◆ **What to do**:
Repeat every record below exactly as it appears.

## Begin The data

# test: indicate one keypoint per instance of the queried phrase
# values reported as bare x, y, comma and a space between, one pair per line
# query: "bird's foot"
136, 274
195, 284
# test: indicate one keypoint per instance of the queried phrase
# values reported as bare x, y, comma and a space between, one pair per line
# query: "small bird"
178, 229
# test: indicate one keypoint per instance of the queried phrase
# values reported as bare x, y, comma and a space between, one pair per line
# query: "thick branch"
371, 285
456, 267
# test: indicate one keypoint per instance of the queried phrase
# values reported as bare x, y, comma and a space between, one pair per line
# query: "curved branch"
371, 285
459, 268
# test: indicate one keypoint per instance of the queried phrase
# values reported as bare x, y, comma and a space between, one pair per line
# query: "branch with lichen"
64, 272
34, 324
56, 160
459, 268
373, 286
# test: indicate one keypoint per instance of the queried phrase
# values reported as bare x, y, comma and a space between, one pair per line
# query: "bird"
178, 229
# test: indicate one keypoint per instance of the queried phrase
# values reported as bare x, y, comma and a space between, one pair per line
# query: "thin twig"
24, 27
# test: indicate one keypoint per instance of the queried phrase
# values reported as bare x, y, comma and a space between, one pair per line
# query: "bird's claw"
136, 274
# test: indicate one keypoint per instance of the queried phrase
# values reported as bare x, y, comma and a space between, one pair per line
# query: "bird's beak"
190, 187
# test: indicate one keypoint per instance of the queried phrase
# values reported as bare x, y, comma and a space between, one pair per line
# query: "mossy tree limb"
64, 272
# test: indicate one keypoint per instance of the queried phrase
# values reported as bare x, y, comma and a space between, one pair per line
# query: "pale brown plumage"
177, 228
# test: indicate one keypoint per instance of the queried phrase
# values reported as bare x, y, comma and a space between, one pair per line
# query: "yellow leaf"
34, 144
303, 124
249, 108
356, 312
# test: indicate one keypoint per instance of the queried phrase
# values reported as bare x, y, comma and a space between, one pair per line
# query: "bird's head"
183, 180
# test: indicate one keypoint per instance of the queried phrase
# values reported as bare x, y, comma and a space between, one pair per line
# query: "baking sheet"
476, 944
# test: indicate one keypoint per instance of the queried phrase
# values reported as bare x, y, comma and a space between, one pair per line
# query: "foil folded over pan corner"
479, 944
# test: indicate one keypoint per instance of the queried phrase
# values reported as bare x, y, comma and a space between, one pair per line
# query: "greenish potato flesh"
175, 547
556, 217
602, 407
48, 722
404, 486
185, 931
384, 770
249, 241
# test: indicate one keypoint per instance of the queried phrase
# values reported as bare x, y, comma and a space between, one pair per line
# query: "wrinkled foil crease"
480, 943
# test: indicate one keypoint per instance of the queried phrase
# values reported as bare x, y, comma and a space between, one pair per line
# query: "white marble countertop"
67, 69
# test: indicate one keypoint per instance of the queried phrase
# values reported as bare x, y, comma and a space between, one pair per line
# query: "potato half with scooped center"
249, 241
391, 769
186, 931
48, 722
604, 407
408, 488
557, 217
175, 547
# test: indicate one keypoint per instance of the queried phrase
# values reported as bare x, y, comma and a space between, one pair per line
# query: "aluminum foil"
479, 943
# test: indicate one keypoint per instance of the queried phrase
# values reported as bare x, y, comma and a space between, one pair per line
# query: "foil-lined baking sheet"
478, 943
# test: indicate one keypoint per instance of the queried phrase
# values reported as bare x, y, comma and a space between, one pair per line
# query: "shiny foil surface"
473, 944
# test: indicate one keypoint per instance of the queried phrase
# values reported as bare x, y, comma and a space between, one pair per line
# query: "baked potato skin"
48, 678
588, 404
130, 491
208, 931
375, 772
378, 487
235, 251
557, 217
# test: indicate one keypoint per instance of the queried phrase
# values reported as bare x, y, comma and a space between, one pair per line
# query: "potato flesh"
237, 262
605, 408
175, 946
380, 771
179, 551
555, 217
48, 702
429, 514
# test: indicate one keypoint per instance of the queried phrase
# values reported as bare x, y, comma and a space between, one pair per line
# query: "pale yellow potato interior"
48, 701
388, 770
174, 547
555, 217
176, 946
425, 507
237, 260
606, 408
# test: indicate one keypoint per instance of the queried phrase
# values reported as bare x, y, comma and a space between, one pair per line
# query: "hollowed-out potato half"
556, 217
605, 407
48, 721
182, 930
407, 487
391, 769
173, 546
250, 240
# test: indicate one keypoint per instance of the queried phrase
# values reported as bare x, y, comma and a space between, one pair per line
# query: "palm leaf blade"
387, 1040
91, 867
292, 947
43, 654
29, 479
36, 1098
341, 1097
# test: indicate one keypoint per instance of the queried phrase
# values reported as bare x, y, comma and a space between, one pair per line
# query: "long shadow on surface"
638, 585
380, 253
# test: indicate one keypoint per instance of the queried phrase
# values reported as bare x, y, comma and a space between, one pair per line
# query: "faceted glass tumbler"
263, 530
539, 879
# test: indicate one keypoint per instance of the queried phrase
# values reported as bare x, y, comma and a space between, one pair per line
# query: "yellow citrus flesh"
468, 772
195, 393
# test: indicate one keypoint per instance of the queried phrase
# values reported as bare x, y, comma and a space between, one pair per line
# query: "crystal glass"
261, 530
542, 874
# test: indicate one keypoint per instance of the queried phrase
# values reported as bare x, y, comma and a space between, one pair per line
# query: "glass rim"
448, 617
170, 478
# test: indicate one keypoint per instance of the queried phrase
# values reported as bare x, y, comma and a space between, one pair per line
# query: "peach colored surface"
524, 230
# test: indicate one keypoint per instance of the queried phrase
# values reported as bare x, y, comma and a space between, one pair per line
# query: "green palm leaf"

## End The data

◆ **The completed task**:
# test: indicate one keypoint per instance of the queried phrase
# values reported as bare x, y, comma and a space between, one pair per line
# query: "bird's foot"
136, 274
195, 284
# test: indicate one keypoint per instance of the queried phrase
# values reported as bare x, y, comma and a space between, one pair per line
# query: "small bird"
178, 229
# test: indicate one keypoint per instance of the queried phrase
# values reported as bare x, y, comma and a space between, one pair per line
# query: "thick branch"
371, 285
456, 267
# test: indicate one keypoint per instance of the queried phrase
# values reported as bare x, y, comma and a space between, one pair per line
# query: "curved branch"
371, 285
459, 268
# test: indicate one keypoint per instance of the queried phrase
# values reported as bare x, y, comma and a space between, one pair per line
# query: "branch with lichen"
64, 272
34, 324
56, 160
459, 268
373, 286
# test: indicate one keypoint per instance of the queried phrase
# values reported as bare x, y, comma and a space between, one pair per line
# query: "bird"
178, 229
# test: indicate one keypoint per instance of the queried phrase
# values reported as bare x, y, comma and a space between, one pair per line
# query: "thin twig"
24, 27
# test: indicate one keypoint per instance of the queried phrase
# values reported as bare x, y, comma and a space between, one pair per line
# query: "bird's claw"
136, 274
# test: indicate one keypoint per instance of the queried phrase
# values reported as bare x, y, comma and a space between, one pair per line
# query: "bird's beak"
190, 187
# test: indicate one keypoint per instance of the queried phrase
# values reported as bare x, y, comma and a space between, one pair per line
# query: "mossy tree limb"
64, 272
# test: indicate one keypoint per instance of the queried phrase
# values reported as bare x, y, comma and a space between, one pair per line
# query: "pale brown plumage"
177, 228
# test: indicate one keypoint per instance of the queried phrase
# values reported as bare x, y, comma and a space between, one pair per line
# query: "yellow leaf"
34, 144
303, 124
249, 108
356, 312
# test: indicate one keypoint per instance of the queried phrase
# values reported as bare x, y, comma and a space between, one pair per line
# query: "bird's head"
183, 180
# test: indicate one keypoint per instance of the queried phrase
# values reported as bare x, y, comma and a space between, one pair per line
# query: "baking sheet"
476, 944
# test: indicate one keypoint per instance of the queried phrase
# values reported as bare x, y, comma and a space between, one pair per line
# query: "foil folded over pan corner"
479, 944
# test: indicate one keypoint per instance of the queried phrase
# values reported as bare x, y, comma and a space between, one pair per line
# query: "greenish potato flesh"
175, 547
556, 217
602, 407
48, 722
404, 486
185, 931
384, 770
249, 241
# test: indicate one keypoint per instance of the queried phrase
# values reported as bare x, y, comma and a space between, one pair per line
# query: "wrinkled foil crease"
480, 943
# test: indicate one keypoint per instance of the queried phrase
# values reported as bare x, y, comma and a space between, one pair per line
# query: "white marble countertop"
67, 69
# test: indicate one keypoint per instance of the queried phrase
# values reported as bare x, y, comma and a space between, one pair per line
# query: "potato half with scooped center"
249, 241
391, 769
186, 931
48, 722
604, 407
408, 488
557, 217
175, 547
# test: indicate one keypoint per instance of the queried phrase
# values reported as bare x, y, comma and a space between, one pair per line
# query: "aluminum foil"
479, 943
# test: indicate one keypoint per instance of the queried phrase
# values reported as bare x, y, comma and a space between, one pair per line
# query: "foil-lined baking sheet"
478, 943
# test: indicate one keypoint per instance of the queried phrase
# values reported as bare x, y, comma and a space between, one pair per line
# query: "shiny foil surface"
473, 944
# test: indicate one keypoint per instance of the queried phrase
# values reported as bare x, y, comma and a space between, one pair per line
# query: "baked potato skin"
48, 678
588, 404
130, 491
208, 931
375, 772
378, 487
235, 251
557, 217
# test: indicate one keypoint per instance of the queried phrase
# values reported as bare x, y, comma and a space between, one pair per line
# query: "potato flesh"
237, 262
605, 408
175, 946
380, 771
179, 551
555, 217
48, 702
429, 514
# test: indicate one keypoint per instance of the queried phrase
# values reported as bare x, y, comma and a space between, one pair per line
# query: "pale yellow potato interior"
48, 701
388, 770
174, 547
555, 217
176, 946
425, 507
237, 260
606, 408
# test: indicate one keypoint per instance of the queried phrase
# values reported as bare x, y, comma and a space between, one pair per line
# query: "hollowed-out potato half"
556, 217
605, 407
48, 721
182, 930
407, 487
391, 769
173, 546
250, 240
# test: indicate one keypoint per instance of the queried phrase
# values reported as bare x, y, comma and a space between, one pair per line
# query: "palm leaf blade"
387, 1040
91, 867
292, 947
43, 654
29, 479
36, 1098
341, 1097
# test: indicate one keypoint per instance of the queried phrase
# values reported as bare x, y, comma and a space between, one pair per line
# query: "long shadow on surface"
638, 585
380, 253
# test: indicate one keypoint per instance of the queried phrase
# values reported as bare x, y, comma and a space between, one pair per line
# query: "faceted glass tumbler"
263, 530
539, 879
# test: indicate one keypoint per instance of the queried phrase
# values reported as bare x, y, comma and a space between, one pair per line
# query: "yellow citrus flesh"
468, 772
195, 393
# test: indicate one keypoint per instance of the queried phrase
# values reported as bare x, y, comma and a space between, one pair per line
# query: "crystal glass"
261, 530
542, 874
# test: indicate one keypoint per instance of the queried phrase
# values reported as bare x, y, comma and a space between, one pair per line
# query: "glass rim"
448, 617
170, 478
# test: indicate one keypoint per instance of the queried phrase
# values reported as bare x, y, comma and a space between, one pair per line
# query: "peach colored surface"
524, 230
# test: indicate one keypoint per instance of the queried phrase
# values reported as bare x, y, comma and a space between, one pair per line
# query: "green palm leaf"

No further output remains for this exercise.